Given data section start

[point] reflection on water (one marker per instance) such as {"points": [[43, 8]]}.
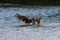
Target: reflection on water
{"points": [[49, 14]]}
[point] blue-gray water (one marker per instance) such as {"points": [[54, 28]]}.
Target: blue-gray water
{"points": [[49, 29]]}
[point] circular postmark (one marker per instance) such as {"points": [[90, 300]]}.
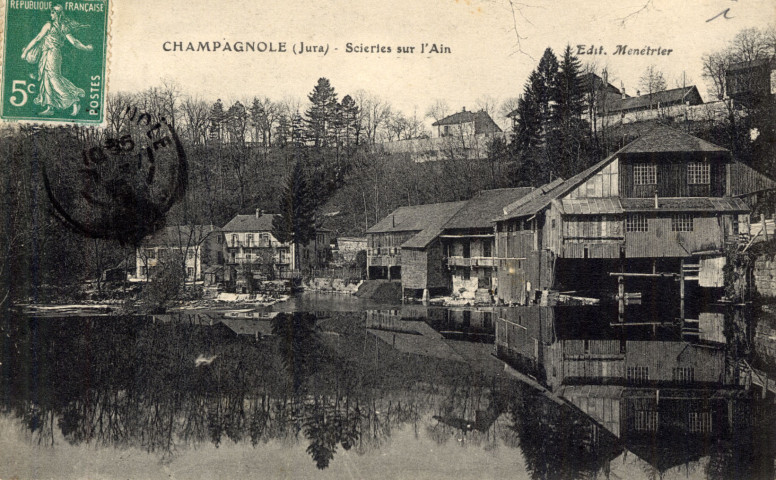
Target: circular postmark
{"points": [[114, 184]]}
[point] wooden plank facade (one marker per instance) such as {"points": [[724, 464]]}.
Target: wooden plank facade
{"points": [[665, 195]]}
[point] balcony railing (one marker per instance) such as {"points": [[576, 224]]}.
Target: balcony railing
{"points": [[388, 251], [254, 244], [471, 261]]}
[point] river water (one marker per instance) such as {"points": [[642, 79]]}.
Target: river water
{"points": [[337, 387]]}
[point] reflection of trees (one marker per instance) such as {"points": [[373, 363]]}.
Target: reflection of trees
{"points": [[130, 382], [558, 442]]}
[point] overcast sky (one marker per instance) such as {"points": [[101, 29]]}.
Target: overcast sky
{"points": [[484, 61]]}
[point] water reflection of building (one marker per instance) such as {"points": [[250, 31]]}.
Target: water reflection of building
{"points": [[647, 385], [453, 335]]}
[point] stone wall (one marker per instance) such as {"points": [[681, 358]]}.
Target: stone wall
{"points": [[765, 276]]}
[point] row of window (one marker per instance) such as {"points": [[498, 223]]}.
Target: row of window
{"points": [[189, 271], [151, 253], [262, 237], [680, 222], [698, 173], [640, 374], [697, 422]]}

Given data section end

> **Task description**:
Return exactly what appears from the opening line of the material through the line with "[point] reflection of", apart from the pictures.

> **Task response**:
[point] reflection on water (one marker per instance) such as {"points": [[43, 8]]}.
Target: reflection on water
{"points": [[49, 14]]}
[point] blue-gray water (one marker per instance) such as {"points": [[54, 28]]}.
Target: blue-gray water
{"points": [[49, 29]]}
[point] circular postmark (one marker per instance) such as {"points": [[90, 300]]}.
Target: circular postmark
{"points": [[114, 184]]}
[point] wooden plank facade (one marker per instance) such as {"points": [[724, 464]]}.
Target: wooden plank facade
{"points": [[665, 195]]}
[point] balcony railing (one marker per instance) such as {"points": [[576, 224]]}.
Target: balcony railing
{"points": [[388, 251], [254, 244], [471, 261]]}
[point] river water (one marker per instance) such as {"points": [[642, 79]]}.
Target: river water
{"points": [[337, 387]]}
[point] reflection of trees (one marker per instance) such as {"points": [[373, 363]]}.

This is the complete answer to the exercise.